> [TASK DESCRIPTION]:
Give back exactly the lines from the one containing "Final review: confirm the location of every green bush" through the end of the records, including both, and no others.
========
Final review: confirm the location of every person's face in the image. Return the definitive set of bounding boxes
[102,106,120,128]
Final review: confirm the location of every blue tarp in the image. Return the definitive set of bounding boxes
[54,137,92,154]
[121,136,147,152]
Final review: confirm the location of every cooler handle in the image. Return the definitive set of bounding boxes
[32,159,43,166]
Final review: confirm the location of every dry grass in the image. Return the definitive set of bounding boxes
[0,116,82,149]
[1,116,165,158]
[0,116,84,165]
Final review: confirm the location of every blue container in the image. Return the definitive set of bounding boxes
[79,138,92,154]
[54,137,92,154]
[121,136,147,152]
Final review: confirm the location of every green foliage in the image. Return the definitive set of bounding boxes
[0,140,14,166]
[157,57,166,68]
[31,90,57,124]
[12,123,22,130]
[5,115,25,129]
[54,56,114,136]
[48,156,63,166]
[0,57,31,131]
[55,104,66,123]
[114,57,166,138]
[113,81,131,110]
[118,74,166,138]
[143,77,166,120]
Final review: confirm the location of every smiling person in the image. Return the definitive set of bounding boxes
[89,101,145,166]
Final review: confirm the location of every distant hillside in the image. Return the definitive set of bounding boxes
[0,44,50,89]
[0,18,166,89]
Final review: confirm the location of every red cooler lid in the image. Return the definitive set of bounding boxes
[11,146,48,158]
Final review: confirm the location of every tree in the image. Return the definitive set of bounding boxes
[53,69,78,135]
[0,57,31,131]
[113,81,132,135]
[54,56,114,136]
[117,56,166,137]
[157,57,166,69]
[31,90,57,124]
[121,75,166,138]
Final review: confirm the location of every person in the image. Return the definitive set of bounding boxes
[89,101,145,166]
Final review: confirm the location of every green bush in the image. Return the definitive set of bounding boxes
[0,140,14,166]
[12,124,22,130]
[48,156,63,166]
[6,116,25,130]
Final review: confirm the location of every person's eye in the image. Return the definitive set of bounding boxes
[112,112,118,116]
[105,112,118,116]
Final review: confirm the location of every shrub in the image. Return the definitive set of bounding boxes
========
> [WRITTEN REPLY]:
Final review: confirm the location of every green bush in the image. Return the definitive set of bounding boxes
[0,140,14,166]
[12,124,22,130]
[48,156,63,166]
[6,116,25,130]
Final review: confirm the location of every person's eye in the image. Return the definitive set of bounding boxes
[112,112,118,116]
[105,112,118,116]
Final review: confirm the location of every shrub in the image. Return the definitive set of bounding boxes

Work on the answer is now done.